— Start —
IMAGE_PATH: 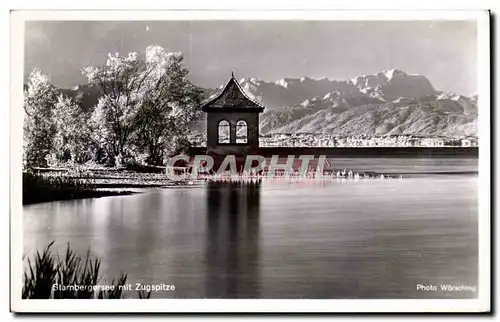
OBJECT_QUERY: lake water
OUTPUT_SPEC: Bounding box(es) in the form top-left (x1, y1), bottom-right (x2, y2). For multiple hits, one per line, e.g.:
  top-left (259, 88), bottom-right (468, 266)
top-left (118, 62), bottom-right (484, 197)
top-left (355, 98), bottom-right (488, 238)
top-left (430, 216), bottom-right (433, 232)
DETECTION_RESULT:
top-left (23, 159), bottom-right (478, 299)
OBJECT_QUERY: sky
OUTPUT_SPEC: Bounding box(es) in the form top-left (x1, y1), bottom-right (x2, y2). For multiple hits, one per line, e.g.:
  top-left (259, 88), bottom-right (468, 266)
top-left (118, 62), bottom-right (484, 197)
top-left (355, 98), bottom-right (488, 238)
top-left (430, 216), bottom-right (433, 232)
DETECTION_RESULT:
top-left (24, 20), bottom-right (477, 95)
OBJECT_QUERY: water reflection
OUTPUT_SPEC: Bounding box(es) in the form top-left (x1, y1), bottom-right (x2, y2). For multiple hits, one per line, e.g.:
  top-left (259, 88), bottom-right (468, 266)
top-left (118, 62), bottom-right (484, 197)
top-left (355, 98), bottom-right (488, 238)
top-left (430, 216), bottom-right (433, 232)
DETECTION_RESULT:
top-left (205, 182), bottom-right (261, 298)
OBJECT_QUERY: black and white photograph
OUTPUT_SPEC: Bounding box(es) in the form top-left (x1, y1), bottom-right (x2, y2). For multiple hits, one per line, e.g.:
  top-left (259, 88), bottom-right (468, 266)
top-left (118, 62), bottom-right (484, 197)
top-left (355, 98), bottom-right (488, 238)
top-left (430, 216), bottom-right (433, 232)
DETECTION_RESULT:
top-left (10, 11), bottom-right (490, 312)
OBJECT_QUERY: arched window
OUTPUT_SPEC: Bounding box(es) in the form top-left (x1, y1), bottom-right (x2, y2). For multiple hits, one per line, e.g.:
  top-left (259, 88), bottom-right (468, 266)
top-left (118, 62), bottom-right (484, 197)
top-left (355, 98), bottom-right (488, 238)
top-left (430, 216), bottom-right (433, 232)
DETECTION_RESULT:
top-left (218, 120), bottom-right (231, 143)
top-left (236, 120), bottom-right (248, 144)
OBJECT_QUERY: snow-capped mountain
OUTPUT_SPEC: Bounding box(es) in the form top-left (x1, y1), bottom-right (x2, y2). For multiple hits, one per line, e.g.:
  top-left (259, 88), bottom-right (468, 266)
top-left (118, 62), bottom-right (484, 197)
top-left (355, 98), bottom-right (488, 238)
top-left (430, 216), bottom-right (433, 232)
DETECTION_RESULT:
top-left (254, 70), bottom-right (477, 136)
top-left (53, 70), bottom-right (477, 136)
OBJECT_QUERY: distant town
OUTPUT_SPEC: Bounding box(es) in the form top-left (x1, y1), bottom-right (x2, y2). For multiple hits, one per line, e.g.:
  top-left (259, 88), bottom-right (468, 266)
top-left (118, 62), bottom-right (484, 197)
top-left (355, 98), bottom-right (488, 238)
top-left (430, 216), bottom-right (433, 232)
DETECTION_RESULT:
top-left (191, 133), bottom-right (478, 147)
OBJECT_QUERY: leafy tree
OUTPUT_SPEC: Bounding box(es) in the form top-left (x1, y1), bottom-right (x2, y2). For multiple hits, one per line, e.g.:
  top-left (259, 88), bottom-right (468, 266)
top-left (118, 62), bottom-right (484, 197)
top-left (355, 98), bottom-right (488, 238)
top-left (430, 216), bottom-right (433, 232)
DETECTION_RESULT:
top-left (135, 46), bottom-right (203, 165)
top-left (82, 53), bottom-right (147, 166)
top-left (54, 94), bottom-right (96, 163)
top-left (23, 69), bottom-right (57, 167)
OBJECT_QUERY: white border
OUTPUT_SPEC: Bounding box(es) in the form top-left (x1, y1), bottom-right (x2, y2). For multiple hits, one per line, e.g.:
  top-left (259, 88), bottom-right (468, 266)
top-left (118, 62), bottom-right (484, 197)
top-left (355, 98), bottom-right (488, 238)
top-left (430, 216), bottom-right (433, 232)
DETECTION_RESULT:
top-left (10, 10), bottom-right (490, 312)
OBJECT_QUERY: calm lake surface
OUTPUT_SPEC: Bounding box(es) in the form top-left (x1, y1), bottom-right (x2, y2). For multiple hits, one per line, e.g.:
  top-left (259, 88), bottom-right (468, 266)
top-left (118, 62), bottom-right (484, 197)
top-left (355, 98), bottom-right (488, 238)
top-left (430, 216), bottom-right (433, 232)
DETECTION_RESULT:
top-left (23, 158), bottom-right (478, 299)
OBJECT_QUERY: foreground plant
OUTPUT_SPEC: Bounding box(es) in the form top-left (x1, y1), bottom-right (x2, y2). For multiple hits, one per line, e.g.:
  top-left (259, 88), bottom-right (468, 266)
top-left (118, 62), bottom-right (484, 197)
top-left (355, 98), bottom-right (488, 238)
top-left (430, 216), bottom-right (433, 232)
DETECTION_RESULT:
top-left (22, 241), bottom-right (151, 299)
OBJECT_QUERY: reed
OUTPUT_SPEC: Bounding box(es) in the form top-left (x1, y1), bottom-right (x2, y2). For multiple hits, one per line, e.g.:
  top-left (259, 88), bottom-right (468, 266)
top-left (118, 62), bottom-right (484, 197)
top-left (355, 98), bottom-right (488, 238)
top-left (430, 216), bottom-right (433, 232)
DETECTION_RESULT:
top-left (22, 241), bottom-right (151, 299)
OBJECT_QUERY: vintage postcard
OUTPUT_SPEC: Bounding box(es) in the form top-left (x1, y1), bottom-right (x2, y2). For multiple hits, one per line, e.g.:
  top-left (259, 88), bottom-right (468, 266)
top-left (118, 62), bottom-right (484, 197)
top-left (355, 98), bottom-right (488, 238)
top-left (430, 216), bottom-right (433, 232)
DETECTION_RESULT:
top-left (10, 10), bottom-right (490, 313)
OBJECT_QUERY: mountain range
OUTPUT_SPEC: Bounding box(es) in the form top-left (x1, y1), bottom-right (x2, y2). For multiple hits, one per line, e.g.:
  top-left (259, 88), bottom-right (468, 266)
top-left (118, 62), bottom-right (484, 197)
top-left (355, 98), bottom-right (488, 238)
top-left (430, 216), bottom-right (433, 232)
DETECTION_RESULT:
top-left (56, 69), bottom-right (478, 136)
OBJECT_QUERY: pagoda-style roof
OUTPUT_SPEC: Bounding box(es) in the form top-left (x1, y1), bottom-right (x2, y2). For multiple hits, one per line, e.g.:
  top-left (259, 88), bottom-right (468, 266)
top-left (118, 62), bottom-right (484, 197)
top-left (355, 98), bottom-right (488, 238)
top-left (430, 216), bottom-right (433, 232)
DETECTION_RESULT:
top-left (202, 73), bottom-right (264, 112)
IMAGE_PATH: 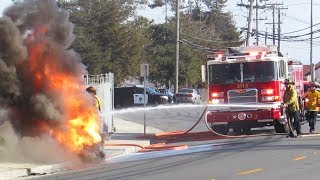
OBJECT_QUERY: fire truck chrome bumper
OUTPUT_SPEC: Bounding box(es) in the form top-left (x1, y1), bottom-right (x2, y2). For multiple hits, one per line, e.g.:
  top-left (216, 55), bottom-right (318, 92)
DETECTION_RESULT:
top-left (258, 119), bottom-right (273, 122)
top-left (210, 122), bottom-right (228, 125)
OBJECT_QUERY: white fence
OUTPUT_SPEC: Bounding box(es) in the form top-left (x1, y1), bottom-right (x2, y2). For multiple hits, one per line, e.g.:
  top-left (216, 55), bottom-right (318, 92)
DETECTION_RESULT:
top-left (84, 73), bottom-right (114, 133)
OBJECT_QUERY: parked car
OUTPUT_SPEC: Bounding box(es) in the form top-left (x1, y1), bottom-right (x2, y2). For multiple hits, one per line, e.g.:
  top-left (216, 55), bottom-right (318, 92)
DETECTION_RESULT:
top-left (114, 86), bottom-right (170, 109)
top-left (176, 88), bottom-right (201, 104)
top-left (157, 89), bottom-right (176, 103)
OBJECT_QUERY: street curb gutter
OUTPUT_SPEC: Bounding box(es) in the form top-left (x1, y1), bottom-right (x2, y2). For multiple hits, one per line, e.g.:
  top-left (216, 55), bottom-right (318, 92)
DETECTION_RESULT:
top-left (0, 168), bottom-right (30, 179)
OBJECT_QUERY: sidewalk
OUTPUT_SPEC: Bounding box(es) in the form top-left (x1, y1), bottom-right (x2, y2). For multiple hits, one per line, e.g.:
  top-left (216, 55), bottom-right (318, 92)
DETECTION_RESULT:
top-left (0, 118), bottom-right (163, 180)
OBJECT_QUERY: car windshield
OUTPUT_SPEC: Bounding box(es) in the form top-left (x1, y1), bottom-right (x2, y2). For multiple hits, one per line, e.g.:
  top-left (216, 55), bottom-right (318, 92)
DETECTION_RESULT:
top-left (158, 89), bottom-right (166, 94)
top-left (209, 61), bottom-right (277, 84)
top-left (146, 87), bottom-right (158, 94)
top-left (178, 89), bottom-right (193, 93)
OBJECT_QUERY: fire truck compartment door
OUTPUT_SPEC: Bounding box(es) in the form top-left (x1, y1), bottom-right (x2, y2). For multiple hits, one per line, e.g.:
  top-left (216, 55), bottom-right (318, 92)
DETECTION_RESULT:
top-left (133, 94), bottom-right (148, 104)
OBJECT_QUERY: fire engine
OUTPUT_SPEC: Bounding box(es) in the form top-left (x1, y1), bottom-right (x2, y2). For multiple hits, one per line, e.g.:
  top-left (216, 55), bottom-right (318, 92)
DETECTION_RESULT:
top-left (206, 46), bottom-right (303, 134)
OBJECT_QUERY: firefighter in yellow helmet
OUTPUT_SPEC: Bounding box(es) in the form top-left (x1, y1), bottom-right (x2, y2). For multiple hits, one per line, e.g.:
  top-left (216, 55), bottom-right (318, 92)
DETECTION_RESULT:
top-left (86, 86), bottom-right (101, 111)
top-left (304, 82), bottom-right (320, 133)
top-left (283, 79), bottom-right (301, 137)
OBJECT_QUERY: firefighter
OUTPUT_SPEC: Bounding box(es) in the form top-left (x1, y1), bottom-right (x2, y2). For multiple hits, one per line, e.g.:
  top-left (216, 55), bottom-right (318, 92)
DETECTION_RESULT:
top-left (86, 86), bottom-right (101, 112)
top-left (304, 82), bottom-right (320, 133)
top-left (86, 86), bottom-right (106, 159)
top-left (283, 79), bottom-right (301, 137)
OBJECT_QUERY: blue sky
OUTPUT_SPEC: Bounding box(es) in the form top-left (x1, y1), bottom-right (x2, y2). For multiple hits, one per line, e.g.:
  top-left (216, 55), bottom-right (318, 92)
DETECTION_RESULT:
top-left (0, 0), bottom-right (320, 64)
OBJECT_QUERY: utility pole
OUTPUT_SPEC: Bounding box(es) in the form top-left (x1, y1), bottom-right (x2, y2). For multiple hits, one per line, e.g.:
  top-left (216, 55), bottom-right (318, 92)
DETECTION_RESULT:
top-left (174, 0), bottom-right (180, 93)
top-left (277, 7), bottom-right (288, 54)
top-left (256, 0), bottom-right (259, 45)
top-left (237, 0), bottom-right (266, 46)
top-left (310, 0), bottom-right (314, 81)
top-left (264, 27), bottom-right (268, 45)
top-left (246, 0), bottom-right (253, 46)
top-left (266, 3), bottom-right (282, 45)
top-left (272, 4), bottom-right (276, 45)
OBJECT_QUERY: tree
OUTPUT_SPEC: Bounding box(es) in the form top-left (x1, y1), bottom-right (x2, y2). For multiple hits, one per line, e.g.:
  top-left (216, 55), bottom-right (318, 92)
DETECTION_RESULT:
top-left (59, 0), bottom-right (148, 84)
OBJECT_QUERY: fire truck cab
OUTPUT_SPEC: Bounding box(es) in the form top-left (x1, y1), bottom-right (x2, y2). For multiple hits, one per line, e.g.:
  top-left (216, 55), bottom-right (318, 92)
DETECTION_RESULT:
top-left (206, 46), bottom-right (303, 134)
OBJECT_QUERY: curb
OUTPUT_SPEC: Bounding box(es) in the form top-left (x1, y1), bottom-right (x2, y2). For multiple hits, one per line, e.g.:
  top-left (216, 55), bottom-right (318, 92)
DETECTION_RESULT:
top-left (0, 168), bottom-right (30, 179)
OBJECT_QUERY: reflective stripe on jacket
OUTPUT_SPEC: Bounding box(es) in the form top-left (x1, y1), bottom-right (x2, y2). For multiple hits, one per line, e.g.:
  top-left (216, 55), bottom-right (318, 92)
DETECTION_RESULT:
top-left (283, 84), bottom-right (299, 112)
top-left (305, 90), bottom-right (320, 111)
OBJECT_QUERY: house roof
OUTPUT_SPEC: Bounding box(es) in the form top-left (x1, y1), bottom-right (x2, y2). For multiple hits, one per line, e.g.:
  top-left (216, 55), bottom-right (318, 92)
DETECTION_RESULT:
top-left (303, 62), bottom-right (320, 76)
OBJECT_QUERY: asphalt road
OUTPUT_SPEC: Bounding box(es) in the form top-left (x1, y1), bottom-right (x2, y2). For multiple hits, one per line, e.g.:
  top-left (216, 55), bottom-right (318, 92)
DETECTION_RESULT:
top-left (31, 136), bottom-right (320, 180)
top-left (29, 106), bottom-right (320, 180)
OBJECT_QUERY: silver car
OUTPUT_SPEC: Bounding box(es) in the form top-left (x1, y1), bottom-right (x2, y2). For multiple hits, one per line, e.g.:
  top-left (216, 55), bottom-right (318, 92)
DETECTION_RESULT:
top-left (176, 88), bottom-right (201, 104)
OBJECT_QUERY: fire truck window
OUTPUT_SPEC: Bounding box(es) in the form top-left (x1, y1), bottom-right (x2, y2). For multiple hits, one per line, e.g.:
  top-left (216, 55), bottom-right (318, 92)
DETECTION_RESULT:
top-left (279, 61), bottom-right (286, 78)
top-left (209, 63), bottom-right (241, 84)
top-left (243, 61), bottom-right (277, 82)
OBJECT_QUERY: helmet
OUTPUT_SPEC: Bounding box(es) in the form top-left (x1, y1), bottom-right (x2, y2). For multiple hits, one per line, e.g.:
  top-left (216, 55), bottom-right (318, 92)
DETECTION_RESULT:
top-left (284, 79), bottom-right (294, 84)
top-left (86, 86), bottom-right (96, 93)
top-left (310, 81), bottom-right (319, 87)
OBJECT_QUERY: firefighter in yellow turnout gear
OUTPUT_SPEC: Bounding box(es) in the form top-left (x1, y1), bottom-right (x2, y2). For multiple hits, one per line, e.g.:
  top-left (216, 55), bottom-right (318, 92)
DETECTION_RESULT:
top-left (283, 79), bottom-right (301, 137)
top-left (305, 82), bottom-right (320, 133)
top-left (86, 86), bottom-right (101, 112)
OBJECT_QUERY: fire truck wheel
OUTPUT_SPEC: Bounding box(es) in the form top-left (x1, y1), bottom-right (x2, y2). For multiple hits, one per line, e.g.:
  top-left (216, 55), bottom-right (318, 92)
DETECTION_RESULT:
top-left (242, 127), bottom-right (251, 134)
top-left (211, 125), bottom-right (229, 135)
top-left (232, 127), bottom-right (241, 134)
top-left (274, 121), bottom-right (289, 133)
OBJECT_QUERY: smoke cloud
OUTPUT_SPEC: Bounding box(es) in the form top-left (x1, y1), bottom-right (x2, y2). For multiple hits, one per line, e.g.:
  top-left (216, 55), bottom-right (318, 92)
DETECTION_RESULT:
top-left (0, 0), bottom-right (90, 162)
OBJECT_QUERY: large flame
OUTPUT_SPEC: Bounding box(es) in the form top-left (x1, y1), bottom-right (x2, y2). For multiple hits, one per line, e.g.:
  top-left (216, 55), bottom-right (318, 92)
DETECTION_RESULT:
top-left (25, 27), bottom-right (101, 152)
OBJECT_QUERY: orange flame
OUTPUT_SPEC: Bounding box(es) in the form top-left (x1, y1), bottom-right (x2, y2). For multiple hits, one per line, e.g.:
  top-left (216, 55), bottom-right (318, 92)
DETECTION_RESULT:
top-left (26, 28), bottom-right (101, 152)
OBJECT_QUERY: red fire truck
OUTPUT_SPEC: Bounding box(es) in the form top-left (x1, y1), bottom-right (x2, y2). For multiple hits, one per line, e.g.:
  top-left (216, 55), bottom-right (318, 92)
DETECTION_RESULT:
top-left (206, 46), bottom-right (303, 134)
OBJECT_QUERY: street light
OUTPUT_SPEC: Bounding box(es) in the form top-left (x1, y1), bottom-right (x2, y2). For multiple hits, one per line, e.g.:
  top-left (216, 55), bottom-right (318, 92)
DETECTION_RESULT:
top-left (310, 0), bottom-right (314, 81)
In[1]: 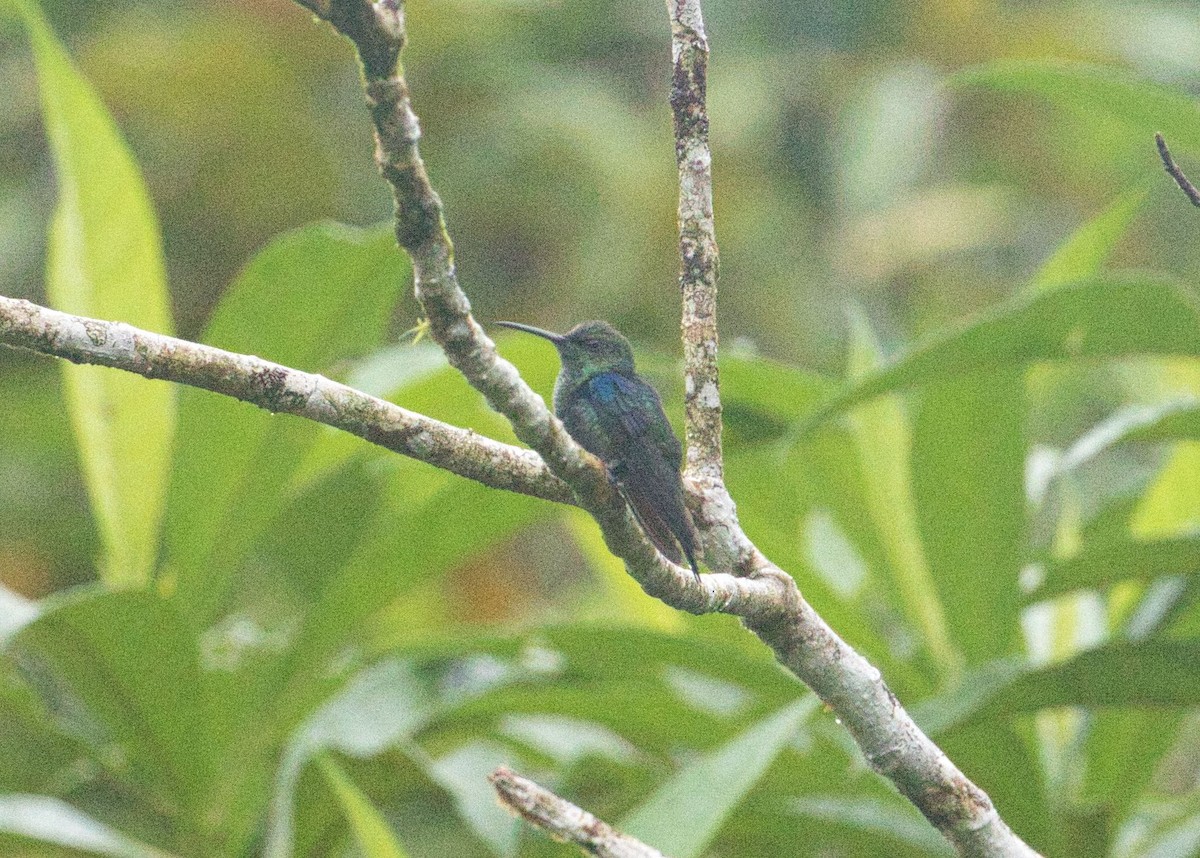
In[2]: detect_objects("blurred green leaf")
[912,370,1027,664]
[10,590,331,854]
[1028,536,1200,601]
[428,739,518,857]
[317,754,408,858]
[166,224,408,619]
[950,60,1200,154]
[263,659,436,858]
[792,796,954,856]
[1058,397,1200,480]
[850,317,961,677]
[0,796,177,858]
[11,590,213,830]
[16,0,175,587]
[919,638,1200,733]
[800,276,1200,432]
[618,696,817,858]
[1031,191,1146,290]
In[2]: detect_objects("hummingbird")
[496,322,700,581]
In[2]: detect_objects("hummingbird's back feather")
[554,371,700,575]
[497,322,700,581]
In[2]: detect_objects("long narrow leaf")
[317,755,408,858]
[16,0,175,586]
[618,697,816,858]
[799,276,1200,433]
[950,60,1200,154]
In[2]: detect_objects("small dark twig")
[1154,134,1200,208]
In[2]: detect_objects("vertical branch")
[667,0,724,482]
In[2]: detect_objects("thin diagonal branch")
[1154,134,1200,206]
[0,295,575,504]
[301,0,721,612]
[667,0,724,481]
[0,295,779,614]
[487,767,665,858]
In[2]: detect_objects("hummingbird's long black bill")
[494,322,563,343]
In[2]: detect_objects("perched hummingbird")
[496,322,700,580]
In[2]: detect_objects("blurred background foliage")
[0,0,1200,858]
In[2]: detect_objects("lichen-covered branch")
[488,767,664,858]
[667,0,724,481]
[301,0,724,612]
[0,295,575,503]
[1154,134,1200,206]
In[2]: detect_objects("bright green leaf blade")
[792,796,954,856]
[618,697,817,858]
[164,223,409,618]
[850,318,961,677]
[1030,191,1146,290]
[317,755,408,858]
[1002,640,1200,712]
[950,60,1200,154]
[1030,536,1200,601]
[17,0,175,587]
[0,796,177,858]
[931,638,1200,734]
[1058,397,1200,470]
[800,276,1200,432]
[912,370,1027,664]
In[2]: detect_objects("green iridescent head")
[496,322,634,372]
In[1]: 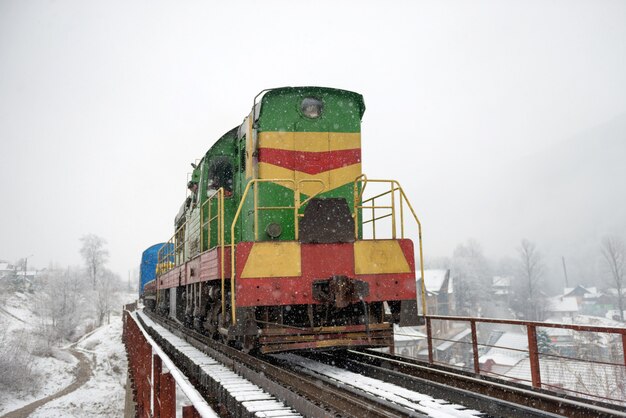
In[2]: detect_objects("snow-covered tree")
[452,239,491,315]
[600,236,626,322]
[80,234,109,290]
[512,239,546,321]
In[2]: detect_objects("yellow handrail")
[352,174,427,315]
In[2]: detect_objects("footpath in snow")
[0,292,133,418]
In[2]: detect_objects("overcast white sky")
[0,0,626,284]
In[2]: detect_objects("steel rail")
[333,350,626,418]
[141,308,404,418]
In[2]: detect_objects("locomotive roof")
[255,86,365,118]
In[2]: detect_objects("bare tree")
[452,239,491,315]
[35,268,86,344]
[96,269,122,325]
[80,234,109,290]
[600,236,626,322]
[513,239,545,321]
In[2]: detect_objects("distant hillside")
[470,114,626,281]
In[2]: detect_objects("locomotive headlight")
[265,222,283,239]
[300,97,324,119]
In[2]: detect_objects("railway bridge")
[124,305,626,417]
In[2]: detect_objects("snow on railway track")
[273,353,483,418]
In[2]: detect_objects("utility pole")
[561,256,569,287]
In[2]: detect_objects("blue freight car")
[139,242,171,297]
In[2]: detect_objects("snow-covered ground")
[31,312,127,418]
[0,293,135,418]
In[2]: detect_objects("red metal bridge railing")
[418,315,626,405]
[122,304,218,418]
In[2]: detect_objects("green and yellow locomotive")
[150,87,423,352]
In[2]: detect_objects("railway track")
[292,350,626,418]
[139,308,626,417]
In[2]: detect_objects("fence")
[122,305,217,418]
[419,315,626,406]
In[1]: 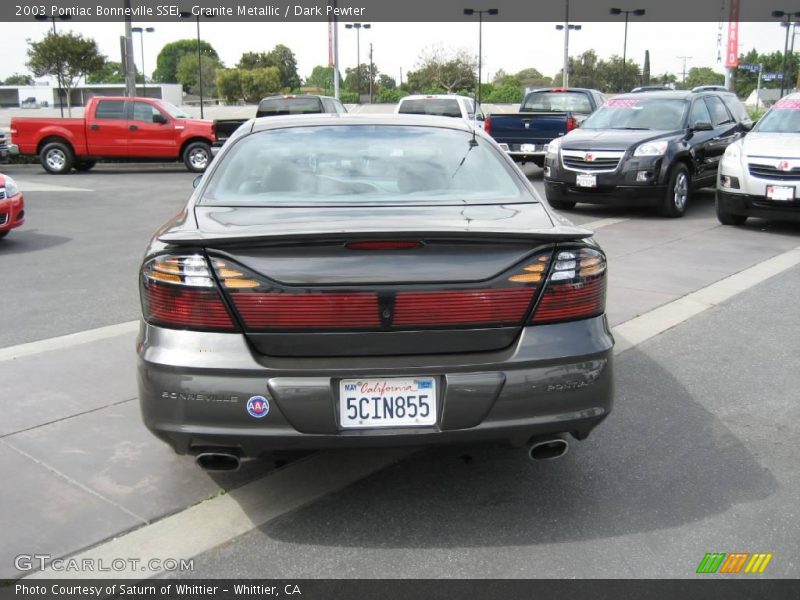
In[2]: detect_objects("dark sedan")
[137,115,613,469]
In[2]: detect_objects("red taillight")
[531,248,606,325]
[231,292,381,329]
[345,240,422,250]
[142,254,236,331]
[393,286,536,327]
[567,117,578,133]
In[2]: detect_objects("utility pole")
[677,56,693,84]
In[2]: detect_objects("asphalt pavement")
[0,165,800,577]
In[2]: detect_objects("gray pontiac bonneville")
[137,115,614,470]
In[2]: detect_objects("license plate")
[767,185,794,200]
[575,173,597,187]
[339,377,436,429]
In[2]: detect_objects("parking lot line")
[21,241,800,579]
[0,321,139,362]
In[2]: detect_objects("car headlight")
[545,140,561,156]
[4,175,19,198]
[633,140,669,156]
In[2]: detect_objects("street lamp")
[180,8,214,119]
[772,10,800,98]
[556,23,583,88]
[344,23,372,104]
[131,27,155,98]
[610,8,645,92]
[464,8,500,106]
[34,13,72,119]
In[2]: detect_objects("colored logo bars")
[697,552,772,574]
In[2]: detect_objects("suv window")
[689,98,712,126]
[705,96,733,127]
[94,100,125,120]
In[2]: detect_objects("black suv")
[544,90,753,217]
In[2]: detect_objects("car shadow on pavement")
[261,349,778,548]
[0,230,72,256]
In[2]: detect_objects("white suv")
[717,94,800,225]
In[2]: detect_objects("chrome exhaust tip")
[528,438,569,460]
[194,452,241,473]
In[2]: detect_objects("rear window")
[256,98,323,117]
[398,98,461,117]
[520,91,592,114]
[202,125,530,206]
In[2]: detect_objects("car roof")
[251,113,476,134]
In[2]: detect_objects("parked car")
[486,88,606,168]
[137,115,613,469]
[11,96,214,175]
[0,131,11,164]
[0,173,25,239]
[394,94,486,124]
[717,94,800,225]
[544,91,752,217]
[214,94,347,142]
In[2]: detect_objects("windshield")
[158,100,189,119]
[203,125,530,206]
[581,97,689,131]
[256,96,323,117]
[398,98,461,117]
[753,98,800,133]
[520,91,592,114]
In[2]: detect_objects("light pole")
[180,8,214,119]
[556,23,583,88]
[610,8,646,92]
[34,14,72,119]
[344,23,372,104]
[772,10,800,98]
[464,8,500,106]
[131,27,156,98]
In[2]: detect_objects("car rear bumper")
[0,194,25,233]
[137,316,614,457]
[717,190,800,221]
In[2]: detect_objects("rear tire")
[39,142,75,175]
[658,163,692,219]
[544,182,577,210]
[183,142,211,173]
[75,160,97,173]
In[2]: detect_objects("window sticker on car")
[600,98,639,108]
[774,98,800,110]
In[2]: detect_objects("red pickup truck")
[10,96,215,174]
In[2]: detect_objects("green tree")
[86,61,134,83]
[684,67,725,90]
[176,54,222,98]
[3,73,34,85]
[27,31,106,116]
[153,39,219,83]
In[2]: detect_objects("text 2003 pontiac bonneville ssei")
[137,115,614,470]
— End —
> [INSTRUCTIONS FOR THE TASK] Collect every line of the data above that contains the word "headlight", treating uppercase and lowercase as different.

> [ANSWER BELOW]
In[2]: detect_objects("locomotive headlight")
In[2]: detect_objects("car headlight")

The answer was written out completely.